Figure 3: Plot with the performance of three different models in terms of calibration. The mean and standard deviation for all folds of the mean absolute error between the predicted calibration and the perfect ideal calibration is represented in the table.
Likelihood calibration comparison
Model BCN RPF YVC RPF
Normal distribution .12±.04 .04±.01
Laplace distribution .03±.00 .06±.01
Independent QR .10±.02 .12±.02
2 comp. Normal MDN .05±.02 .12±.05
3 comp. Normal MDN .07±.02 .14±.04
4 comp. Normal MDN .10±.03 .17±.06
10 comp. Normal MDN .19±.04 .19±.06
2 comp. Laplace MDN .05±.01 .09±.01
3 comp. Laplace MDN .08±.02 .11±.02
4 comp. Laplace MDN .13±.05 .12±.03
10 comp. Laplace MDN .24±.03 .18±.05
Independent 𝒜LD .06±.01 .02±.01
UMAL model .04±.01 .07±.01

Predicted distribution shape analysis

From right to left in Figure 4 we show a 50 perplexity with Wasserstein distance t-SNE [27] projection from 500 linearly spaced discretisation of the normalised predicted distribution to 2 dimensions for each room of the test set in Barcelona. Each colour of the palette corresponds to a certain DBSCAN [14] cluster obtained with ϵ=5.8 and 40 minimum samples as DBSCAN parameters. We show a Hex-bin plot over the map of Barcelona, where the colours correspond to the mode cluster of all the rooms inside the hexagonal limits. A similar study would be useful to extract patterns inside the city, and consequently adapt specific actions to them.

Figure 4: DBSCAN clustering of the t-SNE projection to 2 dimensions of normalised Barcelona predicted distributions. Hexbin plot of most common cluster for each hexagon on top of the map.

7 Conclusion

This paper has introduced the Uncountable Mixture of Asymmetric Laplacians (UMAL) model, a framework that uses deep learning to estimate output distribution without strong restrictions (Figure 1). As shown in Figure 2, UMAL is a model that implicitly learns infinite 𝒜LD distributions, which are combined to form the final mixture distribution. Thus, in contrast with mixture density networks, UMAL does not need to increase its internal neural network output, which tends to produce unstable behaviours when it is required. Furthermore, the Monte Carlo sampling of UMAL could be considered as a batch size that can be updated even during training time.

## Challenges:
a – In the UMAL excerpt above, reproduce the passage between "Figure 4: DBSCAN" and "during training time.", inclusive.
b – Continue the UMAL excerpt above, picking up right after its final sentence.

## Data records:
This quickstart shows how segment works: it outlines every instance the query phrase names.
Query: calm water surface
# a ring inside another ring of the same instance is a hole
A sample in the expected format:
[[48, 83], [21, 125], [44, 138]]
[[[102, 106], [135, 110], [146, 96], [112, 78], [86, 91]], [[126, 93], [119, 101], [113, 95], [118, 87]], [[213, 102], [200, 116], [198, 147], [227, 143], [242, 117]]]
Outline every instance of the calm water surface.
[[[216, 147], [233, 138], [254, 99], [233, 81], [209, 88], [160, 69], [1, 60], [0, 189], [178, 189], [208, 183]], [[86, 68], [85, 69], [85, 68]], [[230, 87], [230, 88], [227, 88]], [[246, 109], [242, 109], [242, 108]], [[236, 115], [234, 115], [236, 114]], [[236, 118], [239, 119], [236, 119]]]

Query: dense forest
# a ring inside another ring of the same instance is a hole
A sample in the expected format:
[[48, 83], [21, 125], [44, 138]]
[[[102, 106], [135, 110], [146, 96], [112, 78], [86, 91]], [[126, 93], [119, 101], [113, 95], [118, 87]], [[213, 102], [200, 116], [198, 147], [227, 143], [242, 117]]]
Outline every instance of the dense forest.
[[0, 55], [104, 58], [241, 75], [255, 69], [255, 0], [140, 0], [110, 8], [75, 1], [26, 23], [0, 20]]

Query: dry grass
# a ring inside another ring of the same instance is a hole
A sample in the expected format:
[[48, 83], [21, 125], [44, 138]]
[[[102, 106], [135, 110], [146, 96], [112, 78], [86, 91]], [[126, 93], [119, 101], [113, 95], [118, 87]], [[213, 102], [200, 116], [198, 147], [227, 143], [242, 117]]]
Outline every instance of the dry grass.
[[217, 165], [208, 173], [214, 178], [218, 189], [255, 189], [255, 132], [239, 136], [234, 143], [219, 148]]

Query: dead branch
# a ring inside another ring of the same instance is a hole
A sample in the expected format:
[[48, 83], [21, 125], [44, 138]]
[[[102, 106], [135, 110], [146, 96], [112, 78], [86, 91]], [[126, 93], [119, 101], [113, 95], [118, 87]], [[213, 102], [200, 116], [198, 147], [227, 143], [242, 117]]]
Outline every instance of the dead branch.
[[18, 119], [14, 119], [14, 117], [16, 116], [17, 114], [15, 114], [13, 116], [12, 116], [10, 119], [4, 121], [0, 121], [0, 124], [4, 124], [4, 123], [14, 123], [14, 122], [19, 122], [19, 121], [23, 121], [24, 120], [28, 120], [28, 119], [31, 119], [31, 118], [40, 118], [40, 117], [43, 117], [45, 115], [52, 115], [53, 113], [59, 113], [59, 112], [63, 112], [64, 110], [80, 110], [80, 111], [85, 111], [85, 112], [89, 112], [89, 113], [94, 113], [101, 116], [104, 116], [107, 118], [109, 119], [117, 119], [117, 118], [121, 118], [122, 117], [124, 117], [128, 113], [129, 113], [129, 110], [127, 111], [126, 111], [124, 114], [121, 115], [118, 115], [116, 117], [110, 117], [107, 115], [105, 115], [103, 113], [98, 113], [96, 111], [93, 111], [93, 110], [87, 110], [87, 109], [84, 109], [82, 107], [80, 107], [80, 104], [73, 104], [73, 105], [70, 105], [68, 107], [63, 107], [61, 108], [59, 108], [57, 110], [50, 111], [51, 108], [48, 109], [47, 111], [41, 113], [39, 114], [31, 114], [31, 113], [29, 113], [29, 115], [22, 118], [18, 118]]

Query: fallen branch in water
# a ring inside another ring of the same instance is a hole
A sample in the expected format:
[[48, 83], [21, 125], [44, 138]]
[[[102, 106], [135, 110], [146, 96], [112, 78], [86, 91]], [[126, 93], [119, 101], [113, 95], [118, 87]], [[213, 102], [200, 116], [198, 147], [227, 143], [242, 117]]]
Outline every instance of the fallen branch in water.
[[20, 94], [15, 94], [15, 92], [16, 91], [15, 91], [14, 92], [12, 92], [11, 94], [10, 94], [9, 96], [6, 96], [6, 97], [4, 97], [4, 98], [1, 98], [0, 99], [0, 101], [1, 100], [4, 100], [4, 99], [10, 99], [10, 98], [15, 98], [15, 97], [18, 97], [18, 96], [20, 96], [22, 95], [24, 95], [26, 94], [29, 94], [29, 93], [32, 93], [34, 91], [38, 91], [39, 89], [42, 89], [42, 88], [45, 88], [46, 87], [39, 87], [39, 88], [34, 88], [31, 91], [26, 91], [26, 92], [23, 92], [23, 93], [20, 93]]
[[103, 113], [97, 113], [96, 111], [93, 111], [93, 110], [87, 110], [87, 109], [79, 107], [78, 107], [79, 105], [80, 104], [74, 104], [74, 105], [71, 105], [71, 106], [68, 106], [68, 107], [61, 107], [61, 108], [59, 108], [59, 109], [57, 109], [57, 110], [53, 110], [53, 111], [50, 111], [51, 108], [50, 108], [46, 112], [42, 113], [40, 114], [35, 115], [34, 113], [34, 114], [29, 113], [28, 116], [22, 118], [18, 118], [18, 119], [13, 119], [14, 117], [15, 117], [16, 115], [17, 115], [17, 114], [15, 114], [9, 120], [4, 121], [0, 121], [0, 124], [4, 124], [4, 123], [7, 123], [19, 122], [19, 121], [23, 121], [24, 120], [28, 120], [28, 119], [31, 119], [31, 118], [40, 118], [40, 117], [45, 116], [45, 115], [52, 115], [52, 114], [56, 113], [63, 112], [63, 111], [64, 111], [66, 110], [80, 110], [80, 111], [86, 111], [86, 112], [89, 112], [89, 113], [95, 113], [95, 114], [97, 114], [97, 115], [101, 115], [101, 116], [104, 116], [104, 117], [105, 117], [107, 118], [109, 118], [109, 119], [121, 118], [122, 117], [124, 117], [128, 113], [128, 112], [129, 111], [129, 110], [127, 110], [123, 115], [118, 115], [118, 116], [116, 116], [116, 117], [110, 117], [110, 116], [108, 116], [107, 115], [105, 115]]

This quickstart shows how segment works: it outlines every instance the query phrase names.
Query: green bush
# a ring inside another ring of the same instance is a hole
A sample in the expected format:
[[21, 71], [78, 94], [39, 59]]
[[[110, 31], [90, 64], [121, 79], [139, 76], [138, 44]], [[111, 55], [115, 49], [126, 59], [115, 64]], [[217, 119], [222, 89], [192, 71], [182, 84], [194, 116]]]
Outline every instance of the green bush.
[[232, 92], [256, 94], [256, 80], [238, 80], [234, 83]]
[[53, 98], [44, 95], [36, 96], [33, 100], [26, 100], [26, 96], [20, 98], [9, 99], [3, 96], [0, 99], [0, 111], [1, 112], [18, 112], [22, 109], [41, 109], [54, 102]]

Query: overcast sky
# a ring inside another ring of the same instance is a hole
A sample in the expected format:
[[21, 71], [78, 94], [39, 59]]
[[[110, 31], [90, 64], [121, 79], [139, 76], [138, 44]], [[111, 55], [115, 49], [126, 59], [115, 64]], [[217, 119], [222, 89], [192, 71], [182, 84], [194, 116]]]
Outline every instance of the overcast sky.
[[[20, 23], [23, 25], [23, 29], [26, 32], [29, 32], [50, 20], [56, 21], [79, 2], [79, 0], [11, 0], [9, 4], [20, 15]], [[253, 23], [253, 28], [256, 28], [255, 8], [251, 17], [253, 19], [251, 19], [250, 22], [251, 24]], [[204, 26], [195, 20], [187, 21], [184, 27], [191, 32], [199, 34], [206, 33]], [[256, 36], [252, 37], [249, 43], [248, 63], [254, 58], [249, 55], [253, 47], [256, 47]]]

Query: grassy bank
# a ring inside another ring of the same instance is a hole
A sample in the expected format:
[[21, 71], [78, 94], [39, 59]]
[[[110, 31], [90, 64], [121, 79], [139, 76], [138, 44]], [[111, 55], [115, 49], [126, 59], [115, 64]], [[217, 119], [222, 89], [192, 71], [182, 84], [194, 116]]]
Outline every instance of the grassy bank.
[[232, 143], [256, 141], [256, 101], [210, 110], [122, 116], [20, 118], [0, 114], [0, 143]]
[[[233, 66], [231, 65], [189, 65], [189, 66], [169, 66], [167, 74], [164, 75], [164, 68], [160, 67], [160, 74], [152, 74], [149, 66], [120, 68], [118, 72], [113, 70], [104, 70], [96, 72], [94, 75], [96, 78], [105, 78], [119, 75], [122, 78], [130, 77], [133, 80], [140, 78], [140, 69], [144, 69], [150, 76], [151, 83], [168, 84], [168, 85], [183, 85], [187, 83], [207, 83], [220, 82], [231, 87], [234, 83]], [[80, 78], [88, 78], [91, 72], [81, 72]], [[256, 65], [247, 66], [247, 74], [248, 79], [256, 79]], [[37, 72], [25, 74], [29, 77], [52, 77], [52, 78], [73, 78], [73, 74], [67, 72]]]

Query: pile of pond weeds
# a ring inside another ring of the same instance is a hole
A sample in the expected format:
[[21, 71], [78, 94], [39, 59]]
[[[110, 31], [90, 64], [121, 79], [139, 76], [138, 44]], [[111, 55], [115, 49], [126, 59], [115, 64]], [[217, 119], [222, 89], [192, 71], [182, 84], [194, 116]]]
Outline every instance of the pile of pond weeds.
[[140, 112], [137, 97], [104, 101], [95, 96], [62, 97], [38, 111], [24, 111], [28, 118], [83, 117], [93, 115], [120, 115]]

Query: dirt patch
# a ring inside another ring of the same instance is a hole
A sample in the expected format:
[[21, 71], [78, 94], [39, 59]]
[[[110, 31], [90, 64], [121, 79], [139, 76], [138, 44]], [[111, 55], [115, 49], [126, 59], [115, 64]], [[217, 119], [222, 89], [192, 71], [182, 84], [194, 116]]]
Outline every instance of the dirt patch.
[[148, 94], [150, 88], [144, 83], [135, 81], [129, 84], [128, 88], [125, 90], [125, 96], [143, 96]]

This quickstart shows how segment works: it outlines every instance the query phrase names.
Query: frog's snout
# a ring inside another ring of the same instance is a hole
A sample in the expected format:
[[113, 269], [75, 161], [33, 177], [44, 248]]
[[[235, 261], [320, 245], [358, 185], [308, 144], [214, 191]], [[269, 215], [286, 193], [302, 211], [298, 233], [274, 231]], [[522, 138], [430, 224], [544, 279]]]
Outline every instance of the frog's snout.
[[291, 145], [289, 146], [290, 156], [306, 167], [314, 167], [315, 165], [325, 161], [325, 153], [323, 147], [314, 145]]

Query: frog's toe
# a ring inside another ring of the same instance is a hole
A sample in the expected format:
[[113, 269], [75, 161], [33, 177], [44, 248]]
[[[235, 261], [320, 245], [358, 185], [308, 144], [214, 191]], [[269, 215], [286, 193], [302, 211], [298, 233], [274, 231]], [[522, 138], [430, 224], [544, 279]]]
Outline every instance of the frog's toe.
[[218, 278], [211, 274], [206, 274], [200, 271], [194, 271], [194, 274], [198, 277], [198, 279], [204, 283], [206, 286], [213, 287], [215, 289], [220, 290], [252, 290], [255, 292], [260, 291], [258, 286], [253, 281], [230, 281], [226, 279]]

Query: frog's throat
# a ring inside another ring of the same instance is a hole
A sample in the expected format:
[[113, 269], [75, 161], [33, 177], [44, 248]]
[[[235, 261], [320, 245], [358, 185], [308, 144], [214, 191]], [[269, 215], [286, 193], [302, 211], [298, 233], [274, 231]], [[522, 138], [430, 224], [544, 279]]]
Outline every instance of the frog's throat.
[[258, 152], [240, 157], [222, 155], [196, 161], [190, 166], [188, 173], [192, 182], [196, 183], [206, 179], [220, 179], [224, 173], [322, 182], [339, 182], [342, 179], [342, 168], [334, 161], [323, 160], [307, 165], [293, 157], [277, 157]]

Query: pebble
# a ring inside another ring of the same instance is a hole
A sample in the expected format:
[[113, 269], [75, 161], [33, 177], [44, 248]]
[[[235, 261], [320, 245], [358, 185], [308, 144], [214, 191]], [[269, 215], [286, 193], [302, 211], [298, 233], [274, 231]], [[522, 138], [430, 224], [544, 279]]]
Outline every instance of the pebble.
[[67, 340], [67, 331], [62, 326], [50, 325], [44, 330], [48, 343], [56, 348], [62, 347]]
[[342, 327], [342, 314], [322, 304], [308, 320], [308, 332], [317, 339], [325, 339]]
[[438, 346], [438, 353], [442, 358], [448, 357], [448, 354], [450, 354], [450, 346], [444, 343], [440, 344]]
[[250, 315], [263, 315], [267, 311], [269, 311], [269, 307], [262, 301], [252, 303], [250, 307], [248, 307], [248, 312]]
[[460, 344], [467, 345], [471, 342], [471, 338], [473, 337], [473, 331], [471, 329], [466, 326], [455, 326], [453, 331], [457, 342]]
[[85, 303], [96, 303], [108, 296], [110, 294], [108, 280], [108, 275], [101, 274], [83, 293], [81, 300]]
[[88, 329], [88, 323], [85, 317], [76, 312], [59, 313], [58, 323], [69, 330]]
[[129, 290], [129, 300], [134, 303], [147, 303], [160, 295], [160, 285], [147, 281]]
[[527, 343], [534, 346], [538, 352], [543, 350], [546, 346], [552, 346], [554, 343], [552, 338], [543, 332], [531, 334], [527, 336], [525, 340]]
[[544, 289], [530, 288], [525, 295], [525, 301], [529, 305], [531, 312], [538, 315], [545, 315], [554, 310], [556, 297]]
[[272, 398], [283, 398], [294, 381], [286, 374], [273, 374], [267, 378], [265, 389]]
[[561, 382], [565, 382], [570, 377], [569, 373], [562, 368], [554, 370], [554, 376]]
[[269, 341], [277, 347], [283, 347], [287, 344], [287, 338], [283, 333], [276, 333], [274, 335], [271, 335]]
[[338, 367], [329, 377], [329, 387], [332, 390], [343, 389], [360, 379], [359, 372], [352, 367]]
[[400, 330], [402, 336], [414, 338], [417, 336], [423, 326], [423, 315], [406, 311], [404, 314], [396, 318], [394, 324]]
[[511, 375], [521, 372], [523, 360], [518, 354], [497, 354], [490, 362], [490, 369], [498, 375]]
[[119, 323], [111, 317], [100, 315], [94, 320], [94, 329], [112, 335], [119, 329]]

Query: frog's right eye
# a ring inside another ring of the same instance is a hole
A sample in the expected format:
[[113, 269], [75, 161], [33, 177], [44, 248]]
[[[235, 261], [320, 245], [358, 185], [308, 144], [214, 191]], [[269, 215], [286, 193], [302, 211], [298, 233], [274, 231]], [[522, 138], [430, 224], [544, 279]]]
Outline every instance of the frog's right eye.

## Answers per task:
a –
Figure 4: DBSCAN clustering of the t-SNE projection to 2 dimensions of normalised Barcelona predicted distributions. Hexbin plot of most common cluster for each hexagon on top of the map.

7 Conclusion

This paper has introduced the Uncountable Mixture of Asymmetric Laplacians (UMAL) model, a framework that uses deep learning to estimate output distribution without strong restrictions (Figure 1). As shown in Figure 2, UMAL is a model that implicitly learns infinite 𝒜LD distributions, which are combined to form the final mixture distribution. Thus, in contrast with mixture density networks, UMAL does not need to increase its internal neural network output, which tends to produce unstable behaviours when it is required. Furthermore, the Monte Carlo sampling of UMAL could be considered as a batch size that can be updated even during training time.

b –
We have presented a benchmark comparison in terms of log-likelihood adaptation in the test set of three different types of problems. The first was a synthetic experiment with distinct controlled heterogeneous distributions that contains multimodality and skewed behaviours. Next, we used public data to create a complex problem for predicting the room price per night in two different cities as two independent problems. Finally, we compared all the presented models in a financial forecasting problem anticipating the next monetary aggregated monthly expense or income of a certain customer given their historical data. We showed that the UMAL model outperforms the capacity to approximate the output distribution with respect to the other baselines as well as yielding calibrated outputs.

In introducing UMAL we emphasise the importance of taking the concept of aleatoric uncertainty to a whole richer level, where we are not restricted to only studying variability or evaluating confidence intervals to make certain actions but can carry out shape analysis in order to develop task-tailored methods.

Acknowledgements

We gratefully acknowledge the Government of Catalonia’s Industrial Doctorates Plan for funding part of this research. The UB acknowledges that part of the research described in this chapter was partially funded by RTI2018-095232-B-C21 and SGR 1219. We would also like to thank BBVA Data and Analytics for sponsoring the industrial PhD.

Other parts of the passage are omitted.